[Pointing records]

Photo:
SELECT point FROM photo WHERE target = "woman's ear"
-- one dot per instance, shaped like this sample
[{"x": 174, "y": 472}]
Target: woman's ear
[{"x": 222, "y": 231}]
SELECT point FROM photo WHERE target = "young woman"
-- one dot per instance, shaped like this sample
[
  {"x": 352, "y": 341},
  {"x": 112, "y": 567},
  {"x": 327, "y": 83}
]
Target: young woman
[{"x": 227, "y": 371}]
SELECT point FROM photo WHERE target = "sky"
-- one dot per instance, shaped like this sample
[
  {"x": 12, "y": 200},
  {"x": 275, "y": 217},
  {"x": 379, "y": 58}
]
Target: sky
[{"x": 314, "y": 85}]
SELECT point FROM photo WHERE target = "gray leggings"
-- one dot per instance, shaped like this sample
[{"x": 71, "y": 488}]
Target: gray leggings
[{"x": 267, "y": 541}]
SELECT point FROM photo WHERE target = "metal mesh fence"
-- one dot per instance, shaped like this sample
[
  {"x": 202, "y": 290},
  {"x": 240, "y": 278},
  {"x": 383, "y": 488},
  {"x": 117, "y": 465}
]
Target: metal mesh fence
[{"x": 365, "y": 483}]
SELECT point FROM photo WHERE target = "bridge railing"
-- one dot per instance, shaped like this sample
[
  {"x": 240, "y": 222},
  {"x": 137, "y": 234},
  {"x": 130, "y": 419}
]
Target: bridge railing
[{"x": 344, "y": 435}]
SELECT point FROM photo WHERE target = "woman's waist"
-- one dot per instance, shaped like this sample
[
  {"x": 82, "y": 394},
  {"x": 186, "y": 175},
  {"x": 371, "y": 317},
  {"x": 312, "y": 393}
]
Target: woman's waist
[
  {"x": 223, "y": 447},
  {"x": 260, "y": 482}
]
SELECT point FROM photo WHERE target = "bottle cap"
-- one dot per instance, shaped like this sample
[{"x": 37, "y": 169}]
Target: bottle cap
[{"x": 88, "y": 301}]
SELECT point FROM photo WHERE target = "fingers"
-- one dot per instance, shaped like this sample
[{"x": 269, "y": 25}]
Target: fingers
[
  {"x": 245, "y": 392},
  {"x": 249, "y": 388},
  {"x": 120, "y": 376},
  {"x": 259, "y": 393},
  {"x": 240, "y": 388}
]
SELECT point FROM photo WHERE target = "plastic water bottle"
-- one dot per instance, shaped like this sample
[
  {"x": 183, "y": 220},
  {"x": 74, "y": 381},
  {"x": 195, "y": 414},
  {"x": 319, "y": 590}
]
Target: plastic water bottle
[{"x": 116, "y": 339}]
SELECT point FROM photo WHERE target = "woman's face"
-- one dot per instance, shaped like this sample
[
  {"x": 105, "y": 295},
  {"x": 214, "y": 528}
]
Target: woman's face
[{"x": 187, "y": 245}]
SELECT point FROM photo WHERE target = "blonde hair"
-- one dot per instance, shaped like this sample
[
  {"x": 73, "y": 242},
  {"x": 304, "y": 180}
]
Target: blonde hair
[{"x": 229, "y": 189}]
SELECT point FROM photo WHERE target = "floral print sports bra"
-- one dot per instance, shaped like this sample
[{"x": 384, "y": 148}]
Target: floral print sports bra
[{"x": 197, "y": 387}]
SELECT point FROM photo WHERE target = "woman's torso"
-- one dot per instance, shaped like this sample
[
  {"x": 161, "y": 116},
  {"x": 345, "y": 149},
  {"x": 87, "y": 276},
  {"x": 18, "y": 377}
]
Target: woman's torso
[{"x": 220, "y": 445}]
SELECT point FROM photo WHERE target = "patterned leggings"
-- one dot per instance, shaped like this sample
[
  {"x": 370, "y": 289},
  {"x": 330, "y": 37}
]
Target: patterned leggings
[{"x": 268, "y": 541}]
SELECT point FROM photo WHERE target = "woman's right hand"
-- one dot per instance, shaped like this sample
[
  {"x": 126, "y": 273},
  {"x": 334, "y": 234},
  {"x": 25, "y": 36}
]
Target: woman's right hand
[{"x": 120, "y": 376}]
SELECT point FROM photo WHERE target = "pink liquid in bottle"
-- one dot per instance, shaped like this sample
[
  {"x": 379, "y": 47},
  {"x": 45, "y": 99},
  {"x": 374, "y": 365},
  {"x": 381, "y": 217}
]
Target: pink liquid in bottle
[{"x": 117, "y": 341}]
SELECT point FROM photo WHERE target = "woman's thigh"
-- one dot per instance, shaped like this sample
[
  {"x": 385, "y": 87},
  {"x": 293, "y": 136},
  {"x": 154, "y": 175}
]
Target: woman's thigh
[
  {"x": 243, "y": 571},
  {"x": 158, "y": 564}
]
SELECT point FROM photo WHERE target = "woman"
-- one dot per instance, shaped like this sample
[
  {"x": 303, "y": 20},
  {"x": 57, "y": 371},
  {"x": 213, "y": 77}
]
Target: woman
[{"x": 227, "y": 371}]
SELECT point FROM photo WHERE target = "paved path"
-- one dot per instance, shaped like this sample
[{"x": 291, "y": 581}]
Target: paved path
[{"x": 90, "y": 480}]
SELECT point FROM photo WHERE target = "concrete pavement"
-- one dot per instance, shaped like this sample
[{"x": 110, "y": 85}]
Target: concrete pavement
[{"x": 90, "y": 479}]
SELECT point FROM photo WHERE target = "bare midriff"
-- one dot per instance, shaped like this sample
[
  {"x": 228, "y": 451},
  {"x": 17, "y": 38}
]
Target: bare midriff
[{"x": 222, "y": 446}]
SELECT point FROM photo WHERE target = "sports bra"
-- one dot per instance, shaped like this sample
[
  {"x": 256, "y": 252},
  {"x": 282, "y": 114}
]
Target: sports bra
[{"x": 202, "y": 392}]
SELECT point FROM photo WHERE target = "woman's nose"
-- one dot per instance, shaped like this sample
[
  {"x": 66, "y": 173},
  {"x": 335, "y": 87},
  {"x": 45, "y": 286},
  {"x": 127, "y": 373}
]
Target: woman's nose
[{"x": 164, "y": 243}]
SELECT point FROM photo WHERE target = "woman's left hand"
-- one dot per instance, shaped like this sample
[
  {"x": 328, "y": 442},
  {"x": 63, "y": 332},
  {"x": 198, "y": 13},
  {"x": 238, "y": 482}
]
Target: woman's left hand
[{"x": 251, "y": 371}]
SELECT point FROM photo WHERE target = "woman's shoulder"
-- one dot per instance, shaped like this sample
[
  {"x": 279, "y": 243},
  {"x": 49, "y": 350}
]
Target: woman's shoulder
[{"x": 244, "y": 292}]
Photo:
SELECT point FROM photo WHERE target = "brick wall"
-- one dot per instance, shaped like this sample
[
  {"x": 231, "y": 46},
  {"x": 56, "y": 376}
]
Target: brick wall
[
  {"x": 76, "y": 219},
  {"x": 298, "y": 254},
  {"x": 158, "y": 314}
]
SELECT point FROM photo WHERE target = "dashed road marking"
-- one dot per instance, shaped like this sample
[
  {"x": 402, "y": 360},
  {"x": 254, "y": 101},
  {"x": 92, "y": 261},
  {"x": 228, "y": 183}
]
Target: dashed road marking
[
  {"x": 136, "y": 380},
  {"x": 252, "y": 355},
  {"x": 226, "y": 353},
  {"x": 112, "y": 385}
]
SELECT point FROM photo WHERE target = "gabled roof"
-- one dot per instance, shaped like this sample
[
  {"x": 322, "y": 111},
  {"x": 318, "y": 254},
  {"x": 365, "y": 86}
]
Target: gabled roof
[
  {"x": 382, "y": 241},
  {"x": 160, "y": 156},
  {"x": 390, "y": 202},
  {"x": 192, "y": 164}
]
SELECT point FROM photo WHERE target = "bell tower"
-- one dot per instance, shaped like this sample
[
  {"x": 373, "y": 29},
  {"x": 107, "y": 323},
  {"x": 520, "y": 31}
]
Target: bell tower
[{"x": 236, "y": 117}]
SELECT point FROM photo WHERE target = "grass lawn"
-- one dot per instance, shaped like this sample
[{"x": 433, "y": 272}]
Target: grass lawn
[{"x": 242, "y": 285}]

**YOUR OBJECTIVE**.
Identify every line in the rows above that contains the word "torso" and copy each of those lines. Matching is case-sensitive.

**EXERCISE ANSWER**.
SELECT point FROM photo WHERE target = "woman's torso"
Target: woman's torso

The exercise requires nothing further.